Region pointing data

────────────────────────────────────────

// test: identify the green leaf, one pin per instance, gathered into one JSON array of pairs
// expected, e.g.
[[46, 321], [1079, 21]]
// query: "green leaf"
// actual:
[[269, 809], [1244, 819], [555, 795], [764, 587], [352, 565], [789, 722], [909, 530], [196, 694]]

────────────────────────────────────────

### TASK DESCRIPTION:
Scan the entries for lines holding the string "green", then copy every one of them.

### COMPLETED TASK:
// test: identify the green leaf, one pin per instance, gathered into one JSON array of pairs
// query: "green leaf"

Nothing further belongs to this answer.